(Source document)
┌──

It’s a Crying Shame, Uh, I mean, Waiting Game

So, I sent in my manuscript on the 24th of May to another publisher, and they answered on the 28th! Now, before you start popping the champagne, let me inform you the answer was a resounding ‘no.’

Now, a publisher that answers that fast is never a good sign. There are only two possibilities when you receive an answer this fast after sending in a synopsis and your full manuscript with your cover letter.

First possibility: they read your synopsis, didn’t like the premise of your story, moved on to the next manuscript, which is fair. Not ideal because, as I have mentioned before, synopses are boring résumés of your novel, so they don’t contain all the intricacies of your work but still fair.

Photo by Andrea Piacquadio on Pexels.com

Second possibility: they read nothing. Nada. Niente. Rien. Zip. Zilch. Not your synopsis, not your bio; they barely glanced at your cover letter. They took one look at the first line of your cover letter and decided you weren’t worth their time. It happens. It’s not fair, and it’s unprofessional on their part, but it happens more often than they would like to admit.

└──

(List of tasks)
- 1) From the post on publisher replies, copy everything from "It’s a Crying" down to "with your cover letter.".
- 2) Do these statements agree with the post on publisher replies? Answer yes or no for each, quoting the words from the post that settle it.
(a) The manuscript went to the publisher on the 24th of May.
(b) The publisher's reply was an acceptance.
(c) The post calls the second possibility fair.
- 3) In the post on publisher replies, list every one-word sentence that directly follows "they read nothing."

(Data shown)
┌──

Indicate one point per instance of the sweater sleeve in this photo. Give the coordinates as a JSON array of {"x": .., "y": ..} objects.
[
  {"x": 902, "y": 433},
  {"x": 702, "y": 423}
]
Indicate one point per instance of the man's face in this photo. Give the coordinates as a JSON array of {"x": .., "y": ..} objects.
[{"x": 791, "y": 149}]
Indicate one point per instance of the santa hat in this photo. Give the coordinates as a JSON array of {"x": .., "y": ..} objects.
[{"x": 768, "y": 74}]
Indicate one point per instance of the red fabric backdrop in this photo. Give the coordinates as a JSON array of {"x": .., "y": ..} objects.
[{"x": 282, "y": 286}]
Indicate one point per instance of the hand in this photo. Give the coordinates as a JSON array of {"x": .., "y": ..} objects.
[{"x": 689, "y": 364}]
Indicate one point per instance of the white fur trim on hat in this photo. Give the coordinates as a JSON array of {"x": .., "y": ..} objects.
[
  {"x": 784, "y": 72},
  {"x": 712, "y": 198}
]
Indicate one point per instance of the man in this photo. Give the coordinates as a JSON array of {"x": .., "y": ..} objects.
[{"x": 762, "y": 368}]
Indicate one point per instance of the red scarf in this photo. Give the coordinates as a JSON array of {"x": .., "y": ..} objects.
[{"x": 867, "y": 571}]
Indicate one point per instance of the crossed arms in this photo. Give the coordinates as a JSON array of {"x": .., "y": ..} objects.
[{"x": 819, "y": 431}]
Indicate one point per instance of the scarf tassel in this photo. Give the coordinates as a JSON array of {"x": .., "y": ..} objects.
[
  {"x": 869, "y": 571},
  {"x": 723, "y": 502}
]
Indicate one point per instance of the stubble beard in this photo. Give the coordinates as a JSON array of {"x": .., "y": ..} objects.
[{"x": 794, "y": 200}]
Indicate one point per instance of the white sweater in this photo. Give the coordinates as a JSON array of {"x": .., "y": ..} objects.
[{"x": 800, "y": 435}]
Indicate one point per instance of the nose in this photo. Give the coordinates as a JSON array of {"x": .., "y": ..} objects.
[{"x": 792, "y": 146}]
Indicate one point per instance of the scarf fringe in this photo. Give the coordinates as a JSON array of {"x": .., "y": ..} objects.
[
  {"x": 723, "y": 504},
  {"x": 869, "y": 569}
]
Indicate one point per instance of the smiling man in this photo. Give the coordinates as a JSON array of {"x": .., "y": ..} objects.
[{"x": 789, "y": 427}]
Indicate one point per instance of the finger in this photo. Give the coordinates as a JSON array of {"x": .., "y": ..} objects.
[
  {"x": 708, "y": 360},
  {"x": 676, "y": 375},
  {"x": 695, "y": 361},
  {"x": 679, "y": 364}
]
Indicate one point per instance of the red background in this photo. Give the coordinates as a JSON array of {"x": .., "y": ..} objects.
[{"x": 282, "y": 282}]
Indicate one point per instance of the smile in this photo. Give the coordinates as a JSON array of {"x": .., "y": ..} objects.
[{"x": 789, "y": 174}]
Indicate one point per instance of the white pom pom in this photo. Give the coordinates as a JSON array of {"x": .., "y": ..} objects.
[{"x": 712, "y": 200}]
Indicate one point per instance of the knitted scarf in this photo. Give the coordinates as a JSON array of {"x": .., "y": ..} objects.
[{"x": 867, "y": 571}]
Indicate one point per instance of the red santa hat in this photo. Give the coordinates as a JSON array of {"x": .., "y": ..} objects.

└──

(Per-task answers)
- 1)
It’s a Crying Shame, Uh, I mean, Waiting Game

So, I sent in my manuscript on the 24th of May to another publisher, and they answered on the 28th! Now, before you start popping the champagne, let me inform you the answer was a resounding ‘no.’

Now, a publisher that answers that fast is never a good sign. There are only two possibilities when you receive an answer this fast after sending in a synopsis and your full manuscript with your cover letter.

- 2)
(a) Yes: "I sent in my manuscript on the 24th of May to another publisher"
(b) No: "the answer was a resounding ‘no.’"
(c) No: "It’s not fair, and it’s unprofessional on their part"

- 3) Nada, Niente, Rien, Zip, Zilch